- Born: Alev Lytle Croutier 1945 (age 80–81) İzmir, Turkey
- Education: Robert College, Oberlin College
- Occupation: writer
- Known for: co-founder, Mercury House publishers
- Awards: National Women’s Political Caucus, McGrew Hill Film award, Daughters of Atatürk 2000 Women of Distinction Award, American Turkish Council cultural award,, Rotary Exceptional Achievement Award

= Alev Croutier =

Turkish-American writer

Alev Lytle Croutier, known in Turkey as "Alev Aksoy Croutier" (born 1945 in İzmir, Turkey), is a writer based in San Francisco, US. Her books have been translated into 22 languages. She is the author of the non-fiction books Harem: the World behind the Veil and Taking the Waters, and the novels The Palace of Tears, Seven Houses, and The Third Woman.

==Career==
Croutier studied Comparative Literature at Robert College in Istanbul, and left Turkey at the age of 18 to study Art History at Oberlin College in the US. She has taught at Dartmouth, Goddard, and San Francisco State University, and lectures at universities, museums, libraries, and conferences on Orientalism, Middle Eastern women, harems, and Turkey.

Croutier co-founded Mercury House publishing company in San Francisco in 1986 and worked as the executive editor for almost a decade.

===Film===
Before becoming a writer, Croutier was a screenwriter and documentary filmmaker in Japan, Turkey, Europe, and the US, and was awarded a Guggenheim Fellowship for the screenplay to the 1980 film Tell Me a Riddle based on Tillie Olsen's novella.

===Writing===
Her articles have appeared in literary and mainstream magazines, such as Art & Antiques, Harper’s, London Telegraph, New York Times, San Francisco Chronicle, Gourmet, Le Monde, Die Woche, Focus, and Zyzzyva, as well as anthologies including Roots & Branches, Istanbul, I Should Have Stayed Home, and Food. She contributed to A Window over the Mediterranean for the 2001 G8 summit in Genoa among writers such as Amos Oz, Tahar Ben Jelloun, Max Gallo, Amin Malouf, and Luis Sepulveda.

===Media===
Croutier has appeared in radio and TV shows. She was a commentator for the Canadian Film Board series The Powder Room, the BBC's Mozart in Turkey, and Channel 4's The Reign of Women, and Harem.

* Problems to solve:
a - According to the Alev Croutier article, in what year did she co-found Mercury House?
b - Please pick up the Alev Croutier article after its last sentence and continue it.

Region descriptions in natural language:
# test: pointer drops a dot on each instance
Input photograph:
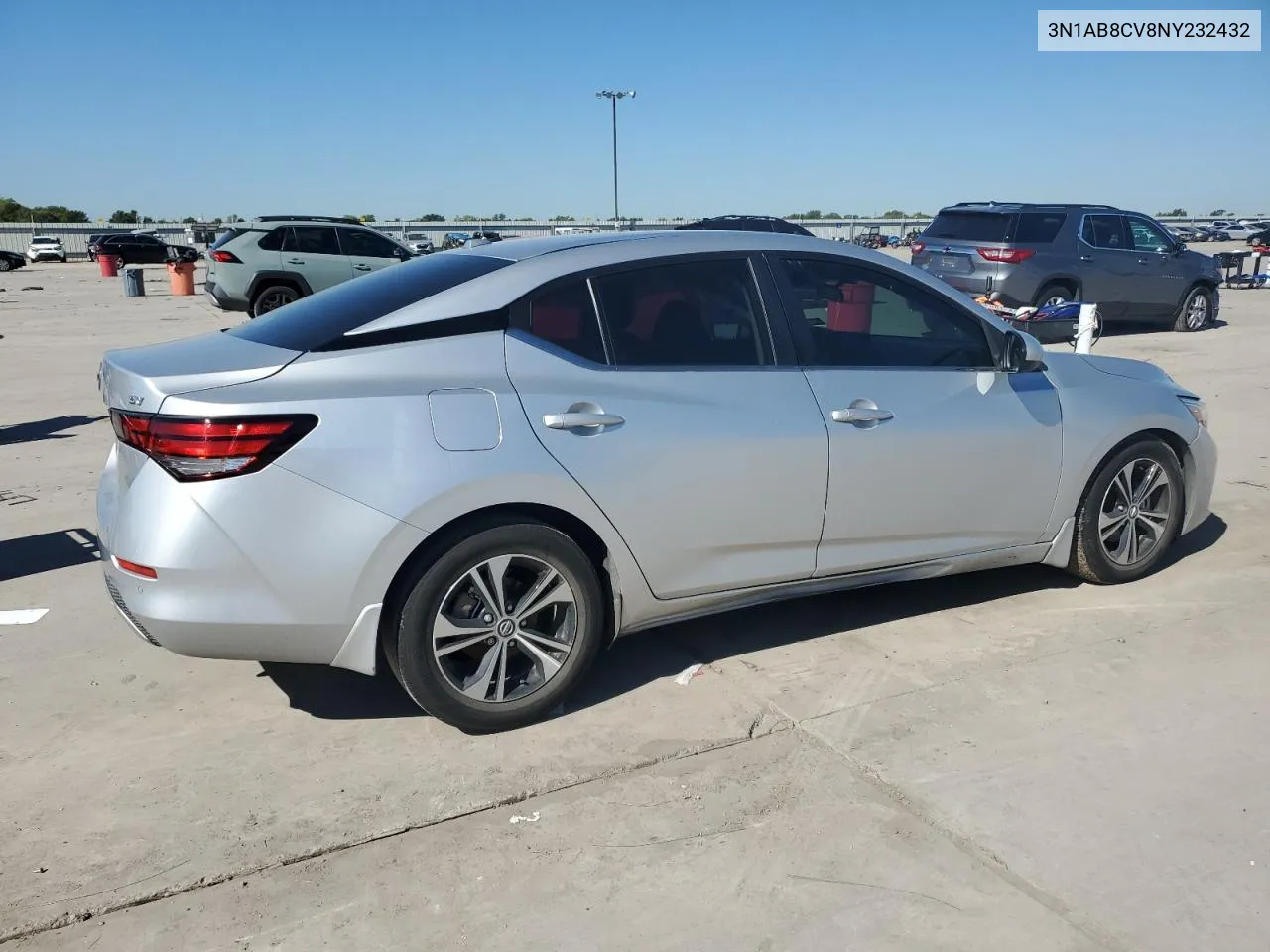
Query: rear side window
(1103, 231)
(566, 316)
(703, 313)
(227, 236)
(970, 226)
(273, 240)
(1039, 227)
(313, 241)
(320, 318)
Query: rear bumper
(223, 299)
(271, 569)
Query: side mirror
(1023, 353)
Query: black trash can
(135, 282)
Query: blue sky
(403, 108)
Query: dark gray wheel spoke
(544, 661)
(1150, 484)
(1135, 511)
(486, 673)
(547, 590)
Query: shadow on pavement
(333, 693)
(659, 653)
(32, 555)
(44, 429)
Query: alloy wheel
(273, 301)
(1197, 311)
(504, 629)
(1134, 512)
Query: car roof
(270, 221)
(536, 261)
(1005, 207)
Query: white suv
(46, 248)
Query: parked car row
(1044, 254)
(268, 263)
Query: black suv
(1042, 254)
(746, 222)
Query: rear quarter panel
(377, 436)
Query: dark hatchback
(140, 249)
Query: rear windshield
(322, 317)
(970, 226)
(229, 236)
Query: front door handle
(861, 414)
(580, 420)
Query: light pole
(612, 98)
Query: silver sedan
(479, 467)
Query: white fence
(14, 236)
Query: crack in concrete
(72, 918)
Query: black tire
(1089, 556)
(409, 644)
(1055, 290)
(272, 298)
(1188, 317)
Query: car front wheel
(272, 298)
(1130, 515)
(499, 630)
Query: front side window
(852, 316)
(566, 316)
(1103, 231)
(1147, 238)
(698, 313)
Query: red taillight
(145, 571)
(209, 448)
(1010, 255)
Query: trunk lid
(140, 379)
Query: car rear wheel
(1055, 295)
(1197, 309)
(1130, 515)
(273, 298)
(499, 630)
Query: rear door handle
(580, 420)
(861, 414)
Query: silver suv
(266, 264)
(1042, 254)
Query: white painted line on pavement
(23, 616)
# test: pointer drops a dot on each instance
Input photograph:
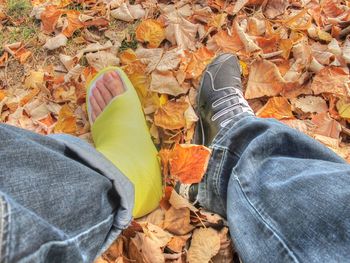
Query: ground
(294, 56)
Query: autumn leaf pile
(294, 56)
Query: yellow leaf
(343, 108)
(172, 115)
(150, 31)
(66, 122)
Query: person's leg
(121, 134)
(285, 195)
(60, 200)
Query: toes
(106, 95)
(95, 108)
(97, 94)
(93, 116)
(113, 83)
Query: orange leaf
(228, 43)
(74, 23)
(172, 115)
(265, 80)
(331, 80)
(276, 107)
(4, 58)
(29, 96)
(189, 162)
(49, 18)
(326, 126)
(66, 122)
(127, 56)
(150, 31)
(198, 61)
(100, 21)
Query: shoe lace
(238, 103)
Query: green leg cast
(121, 134)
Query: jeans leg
(60, 200)
(284, 194)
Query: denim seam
(271, 228)
(82, 236)
(217, 173)
(4, 212)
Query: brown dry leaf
(102, 59)
(49, 18)
(73, 23)
(156, 234)
(166, 83)
(178, 202)
(177, 221)
(177, 243)
(181, 31)
(326, 126)
(128, 13)
(150, 31)
(331, 80)
(276, 107)
(194, 63)
(171, 115)
(34, 80)
(145, 250)
(275, 8)
(55, 42)
(188, 162)
(225, 42)
(66, 122)
(265, 80)
(310, 104)
(205, 244)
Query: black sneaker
(220, 99)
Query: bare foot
(108, 87)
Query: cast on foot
(107, 87)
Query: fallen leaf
(150, 31)
(326, 126)
(343, 108)
(102, 59)
(310, 104)
(55, 42)
(73, 23)
(171, 116)
(188, 163)
(49, 18)
(331, 80)
(265, 80)
(276, 107)
(205, 244)
(66, 122)
(178, 202)
(128, 13)
(181, 31)
(177, 221)
(156, 234)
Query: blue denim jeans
(60, 200)
(286, 196)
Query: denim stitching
(81, 236)
(4, 225)
(217, 171)
(266, 224)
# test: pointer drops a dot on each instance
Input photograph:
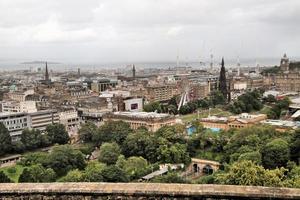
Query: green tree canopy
(295, 147)
(93, 170)
(112, 173)
(112, 131)
(57, 134)
(109, 153)
(168, 178)
(275, 154)
(141, 143)
(4, 178)
(37, 174)
(73, 176)
(248, 173)
(87, 131)
(134, 167)
(65, 158)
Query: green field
(13, 172)
(205, 113)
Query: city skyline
(147, 31)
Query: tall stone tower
(222, 80)
(47, 74)
(133, 71)
(284, 63)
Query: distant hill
(39, 62)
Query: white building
(135, 104)
(17, 107)
(70, 119)
(15, 123)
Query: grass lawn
(205, 113)
(13, 172)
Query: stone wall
(90, 191)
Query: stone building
(288, 79)
(240, 121)
(161, 92)
(152, 121)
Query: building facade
(152, 121)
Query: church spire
(46, 73)
(222, 80)
(133, 71)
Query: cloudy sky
(147, 30)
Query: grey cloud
(135, 30)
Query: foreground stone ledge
(140, 191)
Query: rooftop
(142, 114)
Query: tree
(168, 178)
(18, 147)
(57, 134)
(32, 139)
(217, 98)
(172, 153)
(113, 173)
(243, 173)
(92, 172)
(64, 158)
(135, 167)
(253, 138)
(87, 131)
(109, 153)
(5, 140)
(37, 174)
(254, 156)
(112, 131)
(141, 143)
(275, 154)
(34, 158)
(4, 178)
(222, 81)
(295, 147)
(73, 176)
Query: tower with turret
(47, 79)
(284, 63)
(222, 80)
(133, 71)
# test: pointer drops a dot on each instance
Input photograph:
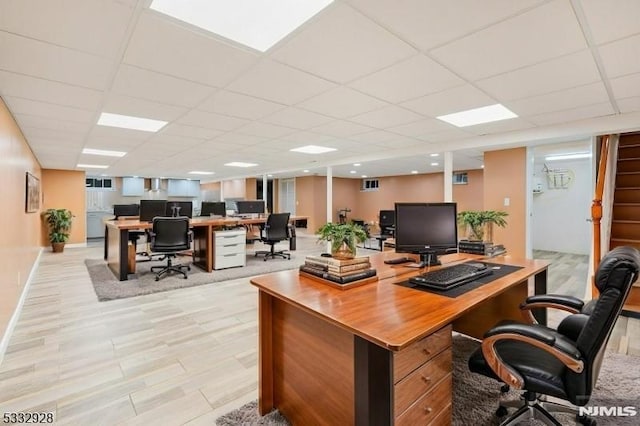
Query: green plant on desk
(343, 238)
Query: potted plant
(343, 238)
(476, 221)
(59, 221)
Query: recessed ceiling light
(92, 166)
(257, 24)
(104, 152)
(240, 164)
(570, 156)
(313, 149)
(130, 122)
(481, 115)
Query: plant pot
(57, 247)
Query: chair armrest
(556, 301)
(558, 346)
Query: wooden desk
(378, 354)
(117, 238)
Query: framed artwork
(32, 200)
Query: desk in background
(357, 356)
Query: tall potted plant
(343, 238)
(477, 221)
(59, 222)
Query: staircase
(625, 225)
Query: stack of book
(339, 271)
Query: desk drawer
(408, 359)
(229, 260)
(428, 410)
(421, 381)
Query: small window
(369, 185)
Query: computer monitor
(250, 207)
(427, 229)
(179, 208)
(152, 208)
(217, 208)
(126, 210)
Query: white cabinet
(132, 187)
(229, 248)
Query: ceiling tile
(237, 105)
(569, 71)
(286, 85)
(621, 57)
(341, 45)
(184, 53)
(97, 27)
(568, 116)
(211, 120)
(388, 116)
(515, 42)
(37, 89)
(342, 102)
(414, 77)
(35, 58)
(296, 118)
(449, 101)
(610, 21)
(152, 86)
(561, 100)
(429, 23)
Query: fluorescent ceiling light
(257, 24)
(475, 116)
(313, 149)
(571, 156)
(106, 153)
(240, 164)
(130, 122)
(92, 166)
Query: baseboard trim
(4, 343)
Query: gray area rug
(107, 287)
(476, 397)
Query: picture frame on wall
(32, 199)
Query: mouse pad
(457, 291)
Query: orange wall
(504, 173)
(20, 242)
(65, 189)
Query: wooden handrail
(596, 209)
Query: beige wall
(20, 242)
(65, 189)
(504, 173)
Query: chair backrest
(277, 226)
(170, 234)
(616, 274)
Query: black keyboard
(452, 276)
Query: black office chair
(275, 231)
(562, 363)
(169, 236)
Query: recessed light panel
(475, 116)
(130, 122)
(313, 149)
(240, 164)
(258, 24)
(104, 152)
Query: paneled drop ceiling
(367, 77)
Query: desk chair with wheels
(545, 362)
(169, 236)
(275, 230)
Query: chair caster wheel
(586, 420)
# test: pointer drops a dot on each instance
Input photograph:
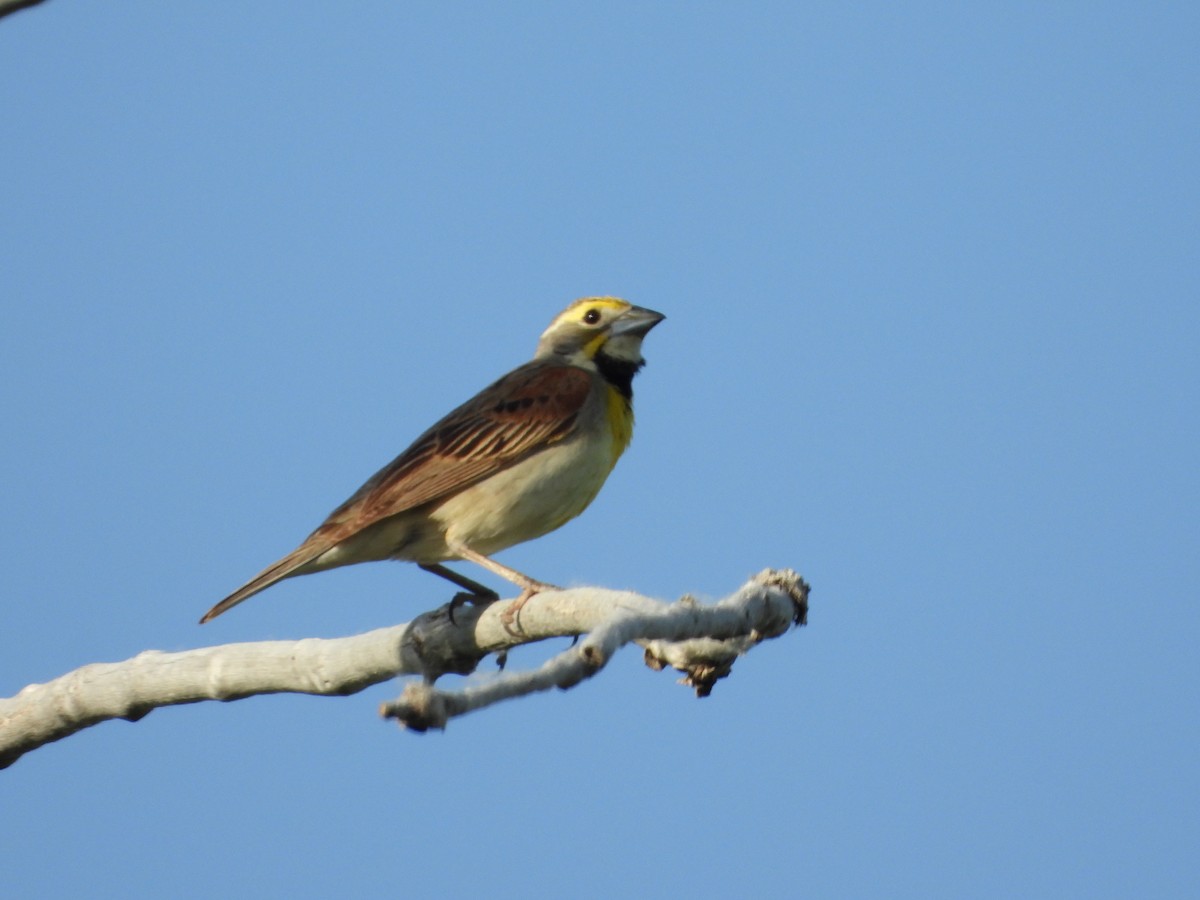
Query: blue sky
(931, 285)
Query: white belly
(528, 499)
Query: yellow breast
(619, 413)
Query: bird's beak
(635, 321)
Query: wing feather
(529, 408)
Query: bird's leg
(528, 586)
(472, 591)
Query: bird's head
(600, 333)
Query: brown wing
(531, 407)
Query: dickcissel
(516, 461)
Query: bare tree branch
(701, 641)
(7, 7)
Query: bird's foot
(510, 616)
(473, 598)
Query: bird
(522, 457)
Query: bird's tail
(292, 564)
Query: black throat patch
(618, 372)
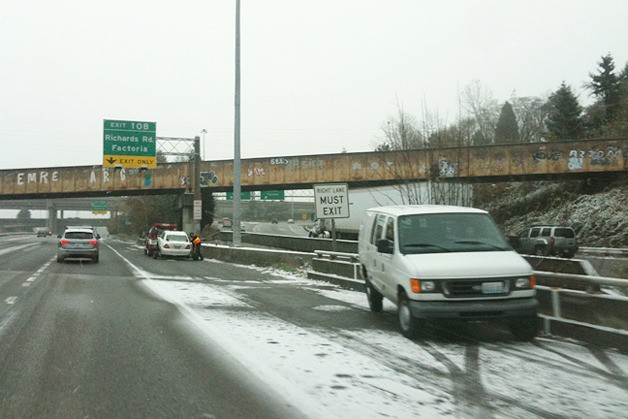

* Results by task:
a - 1986

b -
===Awards===
She has received the National Women's Political Caucus, the McGrew Hill Film award, the Daughters of Atatürk 2000 Women of Distinction Award, the American Turkish Council cultural award, and the Rotary Exceptional Achievement Award.

==Books==
Croutier's first non-fiction book, Harem: The World Behind the Veil, was published by Abbeville Press in 1989. Croutier's own grandmother grew up in a Turkish harem in Macedonia. The New York Times said "this is a serious history, yet an immensely readable one," while the LA Times wrote: “This book is like a marvelous box of expensive chocolates, or rather, perfumed Turkish Delight.” And the Boston Globe: “A book of breathtaking beauty, written in an ingratiating prose.”

Her second non-fiction book, Taking the Waters: Spirit, Art, Sensuality, published in 1992 by Abbeville, was an exploration of mythological, therapeutic, social, and aesthetic aspects of water.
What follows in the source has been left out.